→ **Job 1**: Copy the passage on No. 75 South Audley Street between "No. 75 South" and "Fern and Billerey.", inclusive, substituting "Embassy" for "Legation".
→ **Job 2**: Write the next part of the description of No. 75 South Audley Street, picking up after its final sentence.

No. 75 South Audley Street is a former terraced town mansion, originally built between 1736 and 1738 as three separate houses by Edward Shepherd. It was combined into one house known as Bute House between 1774 and 1776 by "Capability" Brown and Henry Holland, with possible alterations by Robert Mylne around 1802. The building was refronted in 1907 by C.J. Corblet and underwent a grand interior refurbishment for the Legation in 1927 by Fern and Billerey.

The exterior features a Portland stone front, with stucco on the return and rear, and a slate roof. The 1907 façade presents a "Palladian" style but retains full-height bows from the late 18th and early 19th centuries at the rear. The building is two storeys high, with a basement and attic storey, and is seven windows wide. The entrance is located in the third bay from the right, framed by engaged Corinthian columns, an entablature, and a pediment. The windows are architraved, with pediments over most on the ground floor, and an elaborated architrave with an open scrolled pediment above the doorway. The ground and first floors are articulated by a giant order of Roman Ionic pilasters that rise from a rusticated basement to the main entablature, which features a modillion cornice. The attic includes enriched pilaster strips aligned with the giant order and a balustraded crowning parapet.

→ **Source excerpt**:

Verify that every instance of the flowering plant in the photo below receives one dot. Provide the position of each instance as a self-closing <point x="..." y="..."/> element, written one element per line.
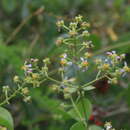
<point x="77" y="56"/>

→ **Written answer 1**:
No. 75 South Audley Street is a former terraced town mansion, originally built between 1736 and 1738 as three separate houses by Edward Shepherd. It was combined into one house known as Bute House between 1774 and 1776 by "Capability" Brown and Henry Holland, with possible alterations by Robert Mylne around 1802. The building was refronted in 1907 by C.J. Corblet and underwent a grand interior refurbishment for the Embassy in 1927 by Fern and Billerey.

→ **Written answer 2**:
The rear bows feature recessed glazing bar sashes and are complemented by cast iron area railings in a late 18th-century style, topped with urn finials. The interior is finely executed in the French Louis XVI and English 18th-century styles, retaining elements of earlier decorations. Notable features include late 18th-century chimney pieces made of statuary marble, painted "grotesques" from the Bute family's occupation, and painted friezes and ceiling panels. The roundels in the ceiling of the north room of the first-floor suite are reset Tiepolo canvases, with the main ceiling panel titled "Allegory of Venus and Time" now housed in the National Gallery, introduced in 1876.